Your instructions:
Copy the stretch of the records from the line containing "Challenge: wrought iron" through the line containing "[369,22,381,54]", both included, and scale each bounding-box coordinate by 2.5, rounding to whole numbers with halves rounded up; leave the request lines as they are. Give only those lines.

Provided records:

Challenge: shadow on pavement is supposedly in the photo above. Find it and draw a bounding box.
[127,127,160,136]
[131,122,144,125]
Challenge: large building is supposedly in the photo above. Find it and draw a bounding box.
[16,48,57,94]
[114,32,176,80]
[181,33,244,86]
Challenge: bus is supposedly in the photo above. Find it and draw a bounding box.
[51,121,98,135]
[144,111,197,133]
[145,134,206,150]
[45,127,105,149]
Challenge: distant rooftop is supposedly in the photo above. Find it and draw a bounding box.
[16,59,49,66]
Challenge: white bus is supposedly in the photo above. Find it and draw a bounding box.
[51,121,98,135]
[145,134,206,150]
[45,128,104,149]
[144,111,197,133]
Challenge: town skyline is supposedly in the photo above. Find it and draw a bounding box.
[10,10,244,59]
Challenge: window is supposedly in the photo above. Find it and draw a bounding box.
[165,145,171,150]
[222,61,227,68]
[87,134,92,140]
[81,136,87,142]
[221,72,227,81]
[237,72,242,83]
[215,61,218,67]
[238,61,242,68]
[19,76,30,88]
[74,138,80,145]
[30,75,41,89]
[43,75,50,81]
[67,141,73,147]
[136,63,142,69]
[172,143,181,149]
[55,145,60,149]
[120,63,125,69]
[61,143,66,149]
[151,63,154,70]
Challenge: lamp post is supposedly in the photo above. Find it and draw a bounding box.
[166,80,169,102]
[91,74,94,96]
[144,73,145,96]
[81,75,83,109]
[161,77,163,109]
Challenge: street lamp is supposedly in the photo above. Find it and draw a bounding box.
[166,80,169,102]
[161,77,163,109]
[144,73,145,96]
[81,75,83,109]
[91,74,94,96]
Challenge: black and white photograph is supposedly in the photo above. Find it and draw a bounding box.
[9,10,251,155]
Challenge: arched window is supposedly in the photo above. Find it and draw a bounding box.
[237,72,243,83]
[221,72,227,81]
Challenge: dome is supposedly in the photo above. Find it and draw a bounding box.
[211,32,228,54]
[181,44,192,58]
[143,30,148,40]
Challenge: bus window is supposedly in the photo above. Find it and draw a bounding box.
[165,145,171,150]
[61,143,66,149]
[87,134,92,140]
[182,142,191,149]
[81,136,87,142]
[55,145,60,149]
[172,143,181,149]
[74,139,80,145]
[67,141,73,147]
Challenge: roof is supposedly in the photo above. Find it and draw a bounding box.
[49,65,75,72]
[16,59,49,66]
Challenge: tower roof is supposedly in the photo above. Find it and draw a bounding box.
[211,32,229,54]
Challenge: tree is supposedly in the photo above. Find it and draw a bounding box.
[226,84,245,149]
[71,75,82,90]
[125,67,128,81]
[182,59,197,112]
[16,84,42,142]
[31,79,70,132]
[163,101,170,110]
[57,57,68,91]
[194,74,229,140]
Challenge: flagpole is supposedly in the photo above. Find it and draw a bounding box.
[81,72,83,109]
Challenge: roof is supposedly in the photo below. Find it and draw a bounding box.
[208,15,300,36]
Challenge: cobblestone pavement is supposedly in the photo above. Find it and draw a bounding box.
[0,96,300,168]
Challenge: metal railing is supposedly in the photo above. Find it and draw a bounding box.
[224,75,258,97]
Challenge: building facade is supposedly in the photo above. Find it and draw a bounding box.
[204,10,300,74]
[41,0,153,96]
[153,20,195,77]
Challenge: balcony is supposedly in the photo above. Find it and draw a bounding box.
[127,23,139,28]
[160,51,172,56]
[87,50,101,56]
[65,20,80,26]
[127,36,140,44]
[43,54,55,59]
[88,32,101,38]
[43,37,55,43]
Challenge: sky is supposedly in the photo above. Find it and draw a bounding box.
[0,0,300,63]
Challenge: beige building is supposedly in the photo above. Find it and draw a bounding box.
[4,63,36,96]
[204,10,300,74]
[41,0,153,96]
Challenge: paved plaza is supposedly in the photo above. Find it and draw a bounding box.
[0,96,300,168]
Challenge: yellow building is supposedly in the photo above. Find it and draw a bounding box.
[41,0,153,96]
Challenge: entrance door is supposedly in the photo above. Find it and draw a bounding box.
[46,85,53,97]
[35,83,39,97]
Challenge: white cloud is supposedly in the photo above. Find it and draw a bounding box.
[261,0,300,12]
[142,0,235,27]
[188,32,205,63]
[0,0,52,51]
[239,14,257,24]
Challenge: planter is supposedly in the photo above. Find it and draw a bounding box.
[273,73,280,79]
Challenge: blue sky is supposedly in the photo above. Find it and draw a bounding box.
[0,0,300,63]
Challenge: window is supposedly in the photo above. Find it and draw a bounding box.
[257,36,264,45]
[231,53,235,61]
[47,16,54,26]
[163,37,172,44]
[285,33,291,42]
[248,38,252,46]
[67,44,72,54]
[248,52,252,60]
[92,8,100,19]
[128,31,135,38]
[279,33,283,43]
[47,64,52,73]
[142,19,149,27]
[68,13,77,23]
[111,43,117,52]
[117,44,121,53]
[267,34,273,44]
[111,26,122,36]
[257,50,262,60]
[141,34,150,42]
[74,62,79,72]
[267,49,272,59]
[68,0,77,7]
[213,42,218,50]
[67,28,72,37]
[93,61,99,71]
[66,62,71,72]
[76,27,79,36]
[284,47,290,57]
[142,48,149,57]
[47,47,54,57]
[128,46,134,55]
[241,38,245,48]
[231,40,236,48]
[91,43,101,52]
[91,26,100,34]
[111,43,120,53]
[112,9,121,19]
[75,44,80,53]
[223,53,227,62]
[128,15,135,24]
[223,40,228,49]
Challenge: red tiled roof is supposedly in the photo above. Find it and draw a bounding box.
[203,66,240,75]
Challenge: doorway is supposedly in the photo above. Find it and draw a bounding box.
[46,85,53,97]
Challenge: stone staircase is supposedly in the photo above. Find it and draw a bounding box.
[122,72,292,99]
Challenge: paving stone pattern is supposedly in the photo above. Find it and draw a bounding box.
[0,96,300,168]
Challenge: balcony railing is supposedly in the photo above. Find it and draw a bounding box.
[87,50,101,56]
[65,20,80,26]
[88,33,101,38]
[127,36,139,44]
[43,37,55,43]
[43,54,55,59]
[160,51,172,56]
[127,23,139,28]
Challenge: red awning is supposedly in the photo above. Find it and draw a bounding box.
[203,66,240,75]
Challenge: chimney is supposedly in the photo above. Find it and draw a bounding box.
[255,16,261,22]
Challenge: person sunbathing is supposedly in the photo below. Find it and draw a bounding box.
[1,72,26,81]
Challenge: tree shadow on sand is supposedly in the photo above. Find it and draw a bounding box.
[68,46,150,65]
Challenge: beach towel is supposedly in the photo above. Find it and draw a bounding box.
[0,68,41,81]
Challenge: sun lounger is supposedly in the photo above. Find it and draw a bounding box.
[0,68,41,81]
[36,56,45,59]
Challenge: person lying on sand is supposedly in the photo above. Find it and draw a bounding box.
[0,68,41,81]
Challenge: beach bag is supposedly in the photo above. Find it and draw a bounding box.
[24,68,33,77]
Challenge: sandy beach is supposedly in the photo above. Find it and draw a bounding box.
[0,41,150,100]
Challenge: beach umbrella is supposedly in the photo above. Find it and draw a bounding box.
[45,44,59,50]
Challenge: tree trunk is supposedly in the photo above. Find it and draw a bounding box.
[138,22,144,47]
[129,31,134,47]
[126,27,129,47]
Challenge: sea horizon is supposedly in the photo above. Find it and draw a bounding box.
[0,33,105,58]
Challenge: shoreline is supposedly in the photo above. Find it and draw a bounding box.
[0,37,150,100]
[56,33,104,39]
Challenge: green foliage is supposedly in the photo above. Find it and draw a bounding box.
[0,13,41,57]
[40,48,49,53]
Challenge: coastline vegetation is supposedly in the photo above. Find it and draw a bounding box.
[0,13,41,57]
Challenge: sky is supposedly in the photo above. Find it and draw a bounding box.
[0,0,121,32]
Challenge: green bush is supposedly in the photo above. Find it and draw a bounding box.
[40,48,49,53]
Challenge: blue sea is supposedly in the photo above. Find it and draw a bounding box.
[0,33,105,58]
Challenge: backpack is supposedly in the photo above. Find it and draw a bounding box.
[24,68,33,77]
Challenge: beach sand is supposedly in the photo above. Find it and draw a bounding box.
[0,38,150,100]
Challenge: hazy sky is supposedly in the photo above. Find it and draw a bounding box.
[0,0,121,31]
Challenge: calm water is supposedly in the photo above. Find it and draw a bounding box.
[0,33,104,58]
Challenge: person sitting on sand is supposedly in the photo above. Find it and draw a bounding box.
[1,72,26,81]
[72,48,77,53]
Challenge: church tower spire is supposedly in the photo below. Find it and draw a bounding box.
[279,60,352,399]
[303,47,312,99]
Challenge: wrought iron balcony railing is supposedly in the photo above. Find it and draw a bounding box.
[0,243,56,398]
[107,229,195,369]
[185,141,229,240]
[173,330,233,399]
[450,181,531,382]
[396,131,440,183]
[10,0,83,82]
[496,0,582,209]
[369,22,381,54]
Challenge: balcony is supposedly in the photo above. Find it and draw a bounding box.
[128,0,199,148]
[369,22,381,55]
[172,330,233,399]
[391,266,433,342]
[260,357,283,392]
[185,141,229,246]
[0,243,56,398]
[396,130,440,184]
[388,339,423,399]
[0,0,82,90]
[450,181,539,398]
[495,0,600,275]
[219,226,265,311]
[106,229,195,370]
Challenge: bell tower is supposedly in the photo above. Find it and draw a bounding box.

Finished answer:
Challenge: wrought iron balcony railing is supposedly in the photo above. Find it and draw a bounding box.
[0,608,140,995]
[268,573,488,923]
[463,353,573,600]
[433,825,583,998]
[1125,453,1328,955]
[990,328,1100,458]
[25,0,208,205]
[1240,0,1455,523]
[923,55,953,135]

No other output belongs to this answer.